- _PASSAGE_:
The module covers the following key areas:
- Major hermeneutical principles discussed in usul al-fiqh
- Speculative (zanni) and definitive (qat’i)
- Manifest (zahir) and explicit (nass)
- General (‘amm) and specific (khass)
- Literal (haqiqi) and metaphorical (majazi)
- Implications (dalalah) of a given text
- Primary and secondary sources of Islamic law: Qur’an, Sunna, Consensus and Intellect and the extent of their authority
- The value of solitary reports (khabar al-wahid) in legal judgements and how to deal with conflicting reports
- Juristic preference (istihsan) and utility (maslahah)
- Methods of deduction in the absence of sources: principle of presumption of continuity (istishab), principle of precaution (ihtiyat), principle of non-obligation (bara’ah)
On completion of this module, the successful student will be able to:
- Discuss different principles of jurisprudence. (A1, A2, A4)
- Evaluate the main differences between various schools of Islamic law. (A3)

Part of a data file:
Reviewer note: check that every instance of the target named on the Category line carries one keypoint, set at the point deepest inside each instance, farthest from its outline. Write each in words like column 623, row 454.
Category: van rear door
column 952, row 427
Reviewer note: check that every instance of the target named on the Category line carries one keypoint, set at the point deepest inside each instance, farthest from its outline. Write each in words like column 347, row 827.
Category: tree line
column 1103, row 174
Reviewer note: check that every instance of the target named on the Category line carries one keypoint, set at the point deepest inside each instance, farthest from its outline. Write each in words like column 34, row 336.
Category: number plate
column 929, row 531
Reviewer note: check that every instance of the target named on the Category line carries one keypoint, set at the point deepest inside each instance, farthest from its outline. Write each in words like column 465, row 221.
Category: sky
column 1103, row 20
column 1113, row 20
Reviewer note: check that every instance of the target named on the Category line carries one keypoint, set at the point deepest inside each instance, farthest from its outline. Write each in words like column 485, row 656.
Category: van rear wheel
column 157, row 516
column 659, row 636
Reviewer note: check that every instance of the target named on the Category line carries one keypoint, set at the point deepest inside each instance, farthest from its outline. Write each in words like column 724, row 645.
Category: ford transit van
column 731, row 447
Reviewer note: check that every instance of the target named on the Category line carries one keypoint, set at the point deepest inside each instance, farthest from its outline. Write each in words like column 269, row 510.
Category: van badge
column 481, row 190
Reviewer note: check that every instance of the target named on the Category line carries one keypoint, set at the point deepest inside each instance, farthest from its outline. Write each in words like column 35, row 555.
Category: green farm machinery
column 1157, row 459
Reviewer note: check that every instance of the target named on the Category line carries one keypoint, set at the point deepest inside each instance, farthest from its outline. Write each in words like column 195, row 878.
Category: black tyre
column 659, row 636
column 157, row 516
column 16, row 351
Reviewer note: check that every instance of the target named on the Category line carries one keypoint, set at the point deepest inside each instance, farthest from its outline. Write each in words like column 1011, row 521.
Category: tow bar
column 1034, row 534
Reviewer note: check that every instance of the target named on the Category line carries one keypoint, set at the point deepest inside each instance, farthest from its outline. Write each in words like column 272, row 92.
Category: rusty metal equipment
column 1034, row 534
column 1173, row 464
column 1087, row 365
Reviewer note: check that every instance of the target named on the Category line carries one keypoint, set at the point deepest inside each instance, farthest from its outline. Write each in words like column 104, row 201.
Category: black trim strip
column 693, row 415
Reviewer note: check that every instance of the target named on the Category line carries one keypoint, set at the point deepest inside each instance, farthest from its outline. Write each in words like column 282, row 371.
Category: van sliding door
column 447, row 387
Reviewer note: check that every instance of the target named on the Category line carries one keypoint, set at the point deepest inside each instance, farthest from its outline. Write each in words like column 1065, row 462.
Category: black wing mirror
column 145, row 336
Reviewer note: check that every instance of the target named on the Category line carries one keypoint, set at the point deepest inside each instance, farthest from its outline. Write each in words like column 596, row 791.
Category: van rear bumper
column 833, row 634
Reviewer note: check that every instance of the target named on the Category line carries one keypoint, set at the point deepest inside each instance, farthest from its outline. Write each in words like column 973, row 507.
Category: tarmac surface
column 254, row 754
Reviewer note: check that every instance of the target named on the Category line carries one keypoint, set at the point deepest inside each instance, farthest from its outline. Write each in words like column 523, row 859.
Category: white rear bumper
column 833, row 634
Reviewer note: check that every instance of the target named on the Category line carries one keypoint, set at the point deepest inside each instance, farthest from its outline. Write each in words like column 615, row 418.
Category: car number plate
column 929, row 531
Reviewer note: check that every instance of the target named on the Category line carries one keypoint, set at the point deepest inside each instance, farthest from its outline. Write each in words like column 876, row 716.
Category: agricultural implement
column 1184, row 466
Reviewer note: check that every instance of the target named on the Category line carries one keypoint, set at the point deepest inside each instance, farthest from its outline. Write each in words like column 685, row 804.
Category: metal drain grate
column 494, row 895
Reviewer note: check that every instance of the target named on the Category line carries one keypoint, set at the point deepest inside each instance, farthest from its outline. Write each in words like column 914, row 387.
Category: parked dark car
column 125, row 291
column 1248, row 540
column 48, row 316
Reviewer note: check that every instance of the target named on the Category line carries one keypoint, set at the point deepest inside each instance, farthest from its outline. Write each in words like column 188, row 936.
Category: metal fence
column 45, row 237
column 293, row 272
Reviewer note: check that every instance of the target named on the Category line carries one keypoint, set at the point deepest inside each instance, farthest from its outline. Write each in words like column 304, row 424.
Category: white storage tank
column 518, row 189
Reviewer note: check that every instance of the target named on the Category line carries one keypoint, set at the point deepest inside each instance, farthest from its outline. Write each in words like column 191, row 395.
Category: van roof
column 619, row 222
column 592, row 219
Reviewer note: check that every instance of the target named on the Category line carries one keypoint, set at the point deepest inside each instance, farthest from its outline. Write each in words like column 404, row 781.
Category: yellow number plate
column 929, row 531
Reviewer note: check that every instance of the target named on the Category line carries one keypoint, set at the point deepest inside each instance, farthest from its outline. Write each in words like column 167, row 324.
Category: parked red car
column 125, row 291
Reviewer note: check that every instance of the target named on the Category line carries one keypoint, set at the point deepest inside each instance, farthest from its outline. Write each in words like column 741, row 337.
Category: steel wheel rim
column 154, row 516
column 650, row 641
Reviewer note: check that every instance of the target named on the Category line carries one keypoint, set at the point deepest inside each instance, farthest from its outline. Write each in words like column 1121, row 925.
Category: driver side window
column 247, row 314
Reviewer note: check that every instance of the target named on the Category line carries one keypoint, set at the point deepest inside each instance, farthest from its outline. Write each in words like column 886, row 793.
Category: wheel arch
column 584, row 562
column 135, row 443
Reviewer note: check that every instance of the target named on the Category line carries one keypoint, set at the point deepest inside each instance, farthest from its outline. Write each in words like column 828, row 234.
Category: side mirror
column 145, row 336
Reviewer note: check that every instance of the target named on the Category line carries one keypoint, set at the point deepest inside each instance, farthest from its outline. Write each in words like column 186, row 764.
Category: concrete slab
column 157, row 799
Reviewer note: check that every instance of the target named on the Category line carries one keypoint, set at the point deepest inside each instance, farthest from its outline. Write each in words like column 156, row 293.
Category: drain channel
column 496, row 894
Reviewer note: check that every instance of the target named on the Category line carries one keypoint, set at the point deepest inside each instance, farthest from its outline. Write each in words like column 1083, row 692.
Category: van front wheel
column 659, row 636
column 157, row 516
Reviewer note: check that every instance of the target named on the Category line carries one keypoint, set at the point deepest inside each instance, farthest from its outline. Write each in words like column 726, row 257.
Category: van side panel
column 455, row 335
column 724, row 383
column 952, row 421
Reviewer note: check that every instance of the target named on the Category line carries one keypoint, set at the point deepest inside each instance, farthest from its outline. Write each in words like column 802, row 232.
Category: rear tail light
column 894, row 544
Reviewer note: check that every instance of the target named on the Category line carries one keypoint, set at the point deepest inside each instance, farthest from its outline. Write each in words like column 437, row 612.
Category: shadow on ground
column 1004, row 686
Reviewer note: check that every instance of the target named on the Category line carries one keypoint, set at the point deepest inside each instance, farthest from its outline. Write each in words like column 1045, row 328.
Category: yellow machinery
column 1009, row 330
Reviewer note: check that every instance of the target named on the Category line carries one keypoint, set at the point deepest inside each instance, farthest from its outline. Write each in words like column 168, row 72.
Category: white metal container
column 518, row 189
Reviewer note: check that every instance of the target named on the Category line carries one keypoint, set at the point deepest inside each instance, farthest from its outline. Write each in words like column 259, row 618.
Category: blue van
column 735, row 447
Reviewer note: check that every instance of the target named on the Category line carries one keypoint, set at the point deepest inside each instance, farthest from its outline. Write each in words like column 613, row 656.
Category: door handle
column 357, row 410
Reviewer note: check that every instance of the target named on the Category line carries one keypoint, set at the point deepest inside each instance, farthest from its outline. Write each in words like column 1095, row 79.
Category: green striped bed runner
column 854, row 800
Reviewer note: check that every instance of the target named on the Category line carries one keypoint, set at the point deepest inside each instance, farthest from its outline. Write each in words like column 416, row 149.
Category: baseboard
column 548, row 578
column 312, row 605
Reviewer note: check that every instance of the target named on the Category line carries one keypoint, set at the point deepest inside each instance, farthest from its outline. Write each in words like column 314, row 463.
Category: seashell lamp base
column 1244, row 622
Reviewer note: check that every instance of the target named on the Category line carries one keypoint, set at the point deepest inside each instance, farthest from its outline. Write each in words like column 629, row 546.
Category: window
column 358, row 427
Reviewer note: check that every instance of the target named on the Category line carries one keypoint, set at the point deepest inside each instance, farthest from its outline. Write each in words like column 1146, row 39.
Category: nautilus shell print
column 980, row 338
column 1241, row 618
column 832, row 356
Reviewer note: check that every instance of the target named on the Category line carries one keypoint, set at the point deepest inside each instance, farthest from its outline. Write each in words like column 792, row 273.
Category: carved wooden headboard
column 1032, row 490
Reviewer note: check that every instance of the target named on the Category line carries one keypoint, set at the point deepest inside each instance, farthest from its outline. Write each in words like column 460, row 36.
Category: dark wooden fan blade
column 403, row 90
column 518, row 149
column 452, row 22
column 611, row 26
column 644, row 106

- _EXERCISE INSTRUCTIONS_:
1 > Please repeat the stretch of the module outline from "The module covers" through "and explicit (nass)", switching "module" to "course".
2 > Rewrite the stretch of the records from their start through the line containing "column 952, row 427" as a JSON list of strings, one per line, leaving out blank lines.
The module outline and the records are unrelated to each other.

- _ANSWERS IN ORDER_:
1 >
The course covers the following key areas:
- Major hermeneutical principles discussed in usul al-fiqh
- Speculative (zanni) and definitive (qat’i)
- Manifest (zahir) and explicit (nass)

2 >
[
  "Reviewer note: check that every instance of the target named on the Category line carries one keypoint, set at the point deepest inside each instance, farthest from its outline. Write each in words like column 623, row 454.",
  "Category: van rear door",
  "column 952, row 427"
]